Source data
|---|
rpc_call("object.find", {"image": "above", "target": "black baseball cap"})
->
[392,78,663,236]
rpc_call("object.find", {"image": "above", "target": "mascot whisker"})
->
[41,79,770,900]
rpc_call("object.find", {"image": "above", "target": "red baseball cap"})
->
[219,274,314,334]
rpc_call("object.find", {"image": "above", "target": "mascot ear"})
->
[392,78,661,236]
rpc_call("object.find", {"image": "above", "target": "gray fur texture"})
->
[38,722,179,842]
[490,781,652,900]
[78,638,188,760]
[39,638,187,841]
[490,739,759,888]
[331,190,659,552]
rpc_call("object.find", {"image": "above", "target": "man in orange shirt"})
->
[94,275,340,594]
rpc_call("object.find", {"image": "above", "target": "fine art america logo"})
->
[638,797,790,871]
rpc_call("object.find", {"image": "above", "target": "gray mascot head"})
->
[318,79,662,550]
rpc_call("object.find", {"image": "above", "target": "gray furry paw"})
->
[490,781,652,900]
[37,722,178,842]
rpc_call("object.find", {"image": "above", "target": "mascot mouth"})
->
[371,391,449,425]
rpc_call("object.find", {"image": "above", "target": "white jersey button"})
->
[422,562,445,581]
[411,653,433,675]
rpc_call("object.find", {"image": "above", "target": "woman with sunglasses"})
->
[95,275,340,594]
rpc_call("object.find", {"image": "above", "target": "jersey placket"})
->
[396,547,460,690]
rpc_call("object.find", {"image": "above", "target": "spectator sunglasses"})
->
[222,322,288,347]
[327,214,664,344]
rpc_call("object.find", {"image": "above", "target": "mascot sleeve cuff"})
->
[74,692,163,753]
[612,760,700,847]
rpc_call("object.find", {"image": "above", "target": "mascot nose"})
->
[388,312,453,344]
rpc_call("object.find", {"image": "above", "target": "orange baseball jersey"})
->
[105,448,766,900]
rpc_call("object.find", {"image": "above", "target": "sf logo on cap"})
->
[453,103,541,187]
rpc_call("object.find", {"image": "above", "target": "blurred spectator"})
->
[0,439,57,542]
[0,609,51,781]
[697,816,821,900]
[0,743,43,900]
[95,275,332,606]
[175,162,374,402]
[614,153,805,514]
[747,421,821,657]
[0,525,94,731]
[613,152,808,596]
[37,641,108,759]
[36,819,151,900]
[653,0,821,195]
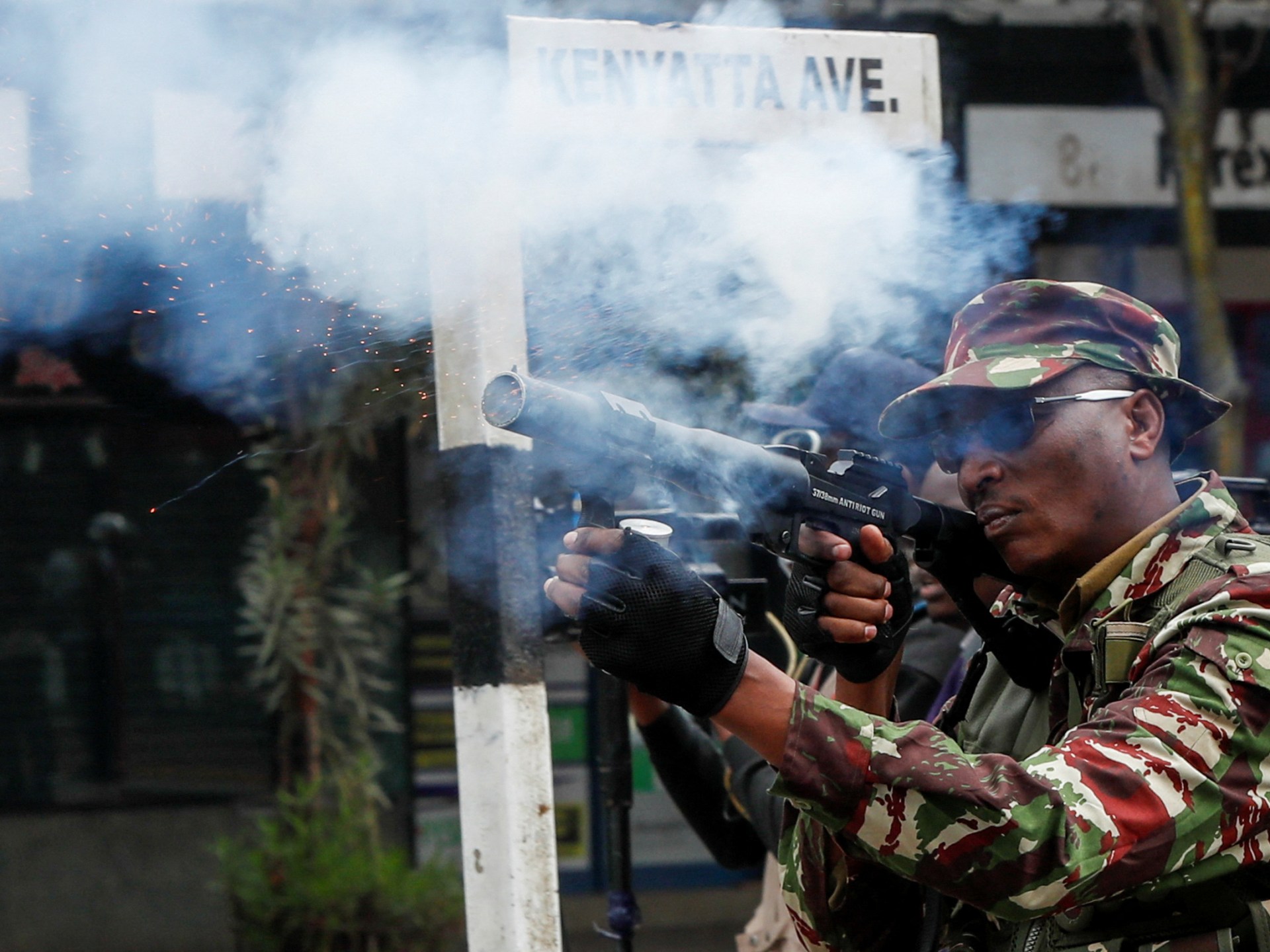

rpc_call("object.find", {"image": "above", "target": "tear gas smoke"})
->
[0,0,1038,431]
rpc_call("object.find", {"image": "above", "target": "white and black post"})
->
[429,174,560,952]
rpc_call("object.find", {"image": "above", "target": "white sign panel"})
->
[508,17,943,147]
[0,89,30,199]
[965,105,1270,208]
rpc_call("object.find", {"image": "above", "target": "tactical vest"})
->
[944,533,1270,952]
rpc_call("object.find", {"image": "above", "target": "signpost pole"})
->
[428,166,560,952]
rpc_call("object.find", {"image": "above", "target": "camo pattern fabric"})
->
[773,475,1270,952]
[879,279,1228,438]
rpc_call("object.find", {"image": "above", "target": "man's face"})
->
[956,368,1133,589]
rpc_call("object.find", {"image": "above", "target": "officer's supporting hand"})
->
[785,526,913,684]
[545,528,748,717]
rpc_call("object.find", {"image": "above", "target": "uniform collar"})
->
[993,472,1247,635]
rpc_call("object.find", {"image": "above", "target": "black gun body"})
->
[482,373,1006,578]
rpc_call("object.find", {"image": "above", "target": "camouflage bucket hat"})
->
[879,279,1230,439]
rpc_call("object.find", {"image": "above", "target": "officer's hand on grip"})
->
[785,526,913,684]
[544,528,748,717]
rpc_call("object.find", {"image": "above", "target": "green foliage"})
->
[224,350,462,952]
[217,766,462,952]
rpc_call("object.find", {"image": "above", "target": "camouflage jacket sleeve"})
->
[773,566,1270,949]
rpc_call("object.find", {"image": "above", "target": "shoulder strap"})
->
[1095,532,1270,695]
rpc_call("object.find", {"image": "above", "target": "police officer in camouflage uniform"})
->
[548,280,1270,952]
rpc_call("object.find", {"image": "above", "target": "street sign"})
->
[508,17,943,149]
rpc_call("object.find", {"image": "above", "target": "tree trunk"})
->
[1143,0,1247,476]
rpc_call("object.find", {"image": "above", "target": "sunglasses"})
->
[931,389,1136,476]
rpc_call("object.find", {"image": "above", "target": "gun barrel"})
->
[480,371,603,443]
[482,372,808,512]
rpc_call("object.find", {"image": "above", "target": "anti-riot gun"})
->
[482,372,1012,606]
[482,373,1026,952]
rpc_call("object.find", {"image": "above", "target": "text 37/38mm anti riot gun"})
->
[482,373,1012,627]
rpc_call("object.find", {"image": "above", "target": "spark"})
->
[150,443,316,516]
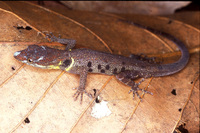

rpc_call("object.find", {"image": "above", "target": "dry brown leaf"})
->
[0,2,199,133]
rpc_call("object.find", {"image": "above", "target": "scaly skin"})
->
[14,24,189,101]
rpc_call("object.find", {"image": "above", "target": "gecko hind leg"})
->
[73,87,92,104]
[73,69,92,104]
[116,71,153,100]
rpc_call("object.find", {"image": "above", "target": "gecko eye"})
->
[28,59,33,63]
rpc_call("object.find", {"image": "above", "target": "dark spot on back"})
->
[98,64,101,69]
[106,65,110,70]
[88,68,93,72]
[87,61,92,67]
[101,69,105,73]
[113,68,117,74]
[62,59,72,67]
[12,67,15,71]
[121,67,125,72]
[24,117,30,123]
[158,65,163,70]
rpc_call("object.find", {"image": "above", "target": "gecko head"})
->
[14,45,71,69]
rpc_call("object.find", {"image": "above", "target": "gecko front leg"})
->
[116,71,153,100]
[73,69,92,103]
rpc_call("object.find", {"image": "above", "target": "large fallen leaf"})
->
[0,2,199,133]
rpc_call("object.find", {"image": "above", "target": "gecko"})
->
[14,23,189,102]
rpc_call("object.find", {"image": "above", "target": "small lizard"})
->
[14,23,189,102]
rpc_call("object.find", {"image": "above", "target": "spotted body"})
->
[14,22,189,101]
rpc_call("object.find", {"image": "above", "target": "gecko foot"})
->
[128,80,153,101]
[73,87,92,104]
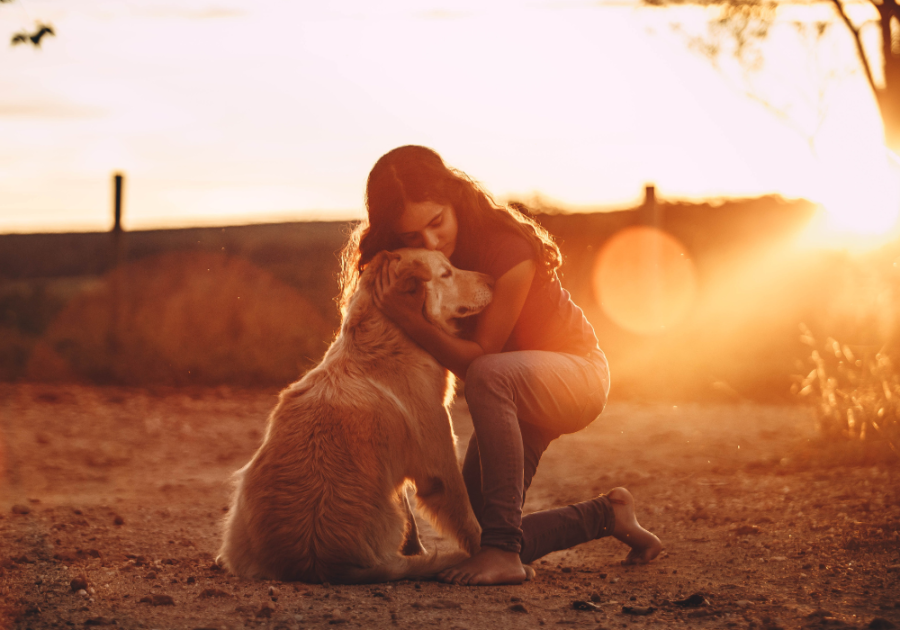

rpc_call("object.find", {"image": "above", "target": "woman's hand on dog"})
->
[373,261,426,329]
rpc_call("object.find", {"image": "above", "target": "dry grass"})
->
[27,252,332,385]
[793,324,900,456]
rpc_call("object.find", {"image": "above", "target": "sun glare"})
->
[593,226,697,335]
[800,149,900,250]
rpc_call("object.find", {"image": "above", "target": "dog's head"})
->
[372,249,493,335]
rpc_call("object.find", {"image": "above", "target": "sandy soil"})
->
[0,385,900,630]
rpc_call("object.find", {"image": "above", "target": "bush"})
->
[792,324,900,456]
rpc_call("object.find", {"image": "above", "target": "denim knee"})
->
[465,354,513,407]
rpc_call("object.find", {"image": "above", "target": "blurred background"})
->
[0,0,900,444]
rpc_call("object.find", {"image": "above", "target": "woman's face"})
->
[394,201,458,258]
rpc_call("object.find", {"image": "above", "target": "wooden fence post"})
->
[108,173,125,370]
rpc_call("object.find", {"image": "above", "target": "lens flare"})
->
[593,226,697,335]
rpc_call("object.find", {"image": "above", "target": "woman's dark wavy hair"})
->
[339,145,562,313]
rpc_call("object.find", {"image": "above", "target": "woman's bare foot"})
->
[437,547,534,586]
[606,488,663,564]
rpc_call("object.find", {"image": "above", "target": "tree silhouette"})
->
[0,0,56,48]
[12,23,56,48]
[643,0,900,152]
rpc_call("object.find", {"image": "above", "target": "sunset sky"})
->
[0,0,900,237]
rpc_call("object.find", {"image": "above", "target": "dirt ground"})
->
[0,385,900,630]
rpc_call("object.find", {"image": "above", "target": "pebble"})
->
[69,576,87,593]
[256,602,275,619]
[672,593,709,608]
[138,595,175,606]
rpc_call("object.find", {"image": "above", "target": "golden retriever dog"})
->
[218,249,491,584]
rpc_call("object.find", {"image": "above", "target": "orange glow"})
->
[593,226,697,335]
[0,0,879,232]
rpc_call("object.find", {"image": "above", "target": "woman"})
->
[341,146,662,585]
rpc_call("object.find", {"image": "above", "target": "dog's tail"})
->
[340,551,469,584]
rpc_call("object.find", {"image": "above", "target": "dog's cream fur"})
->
[219,249,491,583]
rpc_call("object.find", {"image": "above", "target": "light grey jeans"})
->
[463,349,615,564]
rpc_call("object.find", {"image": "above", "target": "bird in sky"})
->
[12,24,56,48]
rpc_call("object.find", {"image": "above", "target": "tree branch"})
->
[831,0,878,94]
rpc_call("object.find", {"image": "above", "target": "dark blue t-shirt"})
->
[452,230,598,356]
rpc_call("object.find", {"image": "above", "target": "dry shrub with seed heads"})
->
[792,324,900,454]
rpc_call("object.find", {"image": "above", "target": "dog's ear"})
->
[366,249,400,269]
[397,256,431,293]
[363,250,400,285]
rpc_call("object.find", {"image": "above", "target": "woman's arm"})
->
[375,260,536,379]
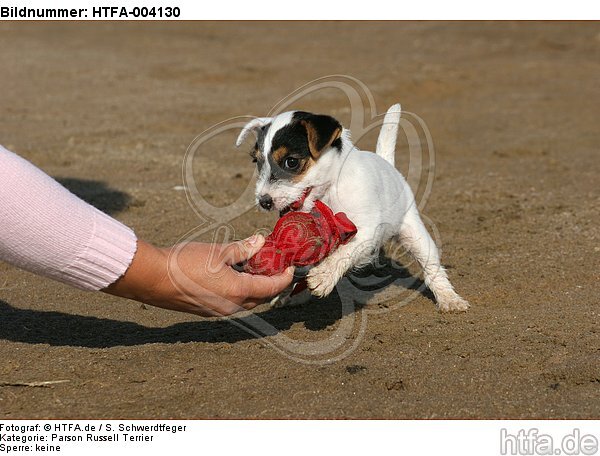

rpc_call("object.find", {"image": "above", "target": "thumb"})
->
[222,234,265,266]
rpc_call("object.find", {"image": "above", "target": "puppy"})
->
[236,105,469,311]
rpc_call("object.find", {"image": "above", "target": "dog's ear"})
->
[235,117,272,147]
[300,114,342,159]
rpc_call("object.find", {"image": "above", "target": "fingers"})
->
[221,234,265,265]
[232,266,294,301]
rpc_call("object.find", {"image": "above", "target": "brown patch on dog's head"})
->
[300,115,342,160]
[271,145,315,182]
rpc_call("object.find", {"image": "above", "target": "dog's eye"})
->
[283,157,300,171]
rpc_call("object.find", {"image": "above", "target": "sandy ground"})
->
[0,22,600,419]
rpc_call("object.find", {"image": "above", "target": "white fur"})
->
[236,105,469,311]
[375,104,402,166]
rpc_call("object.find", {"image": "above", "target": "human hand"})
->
[103,235,293,317]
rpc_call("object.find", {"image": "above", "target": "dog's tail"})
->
[375,104,402,166]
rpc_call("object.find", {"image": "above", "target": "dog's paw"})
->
[438,293,471,312]
[306,267,337,298]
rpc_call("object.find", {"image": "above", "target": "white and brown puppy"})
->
[237,105,469,311]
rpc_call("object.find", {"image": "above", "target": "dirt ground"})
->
[0,22,600,419]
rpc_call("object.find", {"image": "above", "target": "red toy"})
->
[245,200,357,276]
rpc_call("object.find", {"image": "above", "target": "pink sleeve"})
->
[0,146,137,290]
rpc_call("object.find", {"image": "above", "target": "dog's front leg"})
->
[306,236,374,298]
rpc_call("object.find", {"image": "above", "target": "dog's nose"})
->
[258,195,273,211]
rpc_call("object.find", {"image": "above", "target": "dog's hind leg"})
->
[400,207,469,312]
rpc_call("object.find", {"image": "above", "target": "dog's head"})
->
[236,111,343,212]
|---|
**AIM**
Please arrange the items from the first line through the line containing "[219,274,314,334]", inclusive, as a Markdown table with the columns Row and Line. Leave out any blank lines.

**SOLUTION TO THIS TASK**
| Row | Line |
|---|---|
| 1 | rpc_call("object.find", {"image": "above", "target": "black baseball cap"}) |
| 2 | -> |
| 3 | [392,78,663,236] |
| 4 | rpc_call("object.find", {"image": "above", "target": "mascot whisker"}) |
| 5 | -> |
| 6 | [41,79,770,900] |
| 7 | rpc_call("object.find", {"image": "above", "target": "red baseball cap"}) |
| 8 | -> |
| 9 | [219,274,314,334] |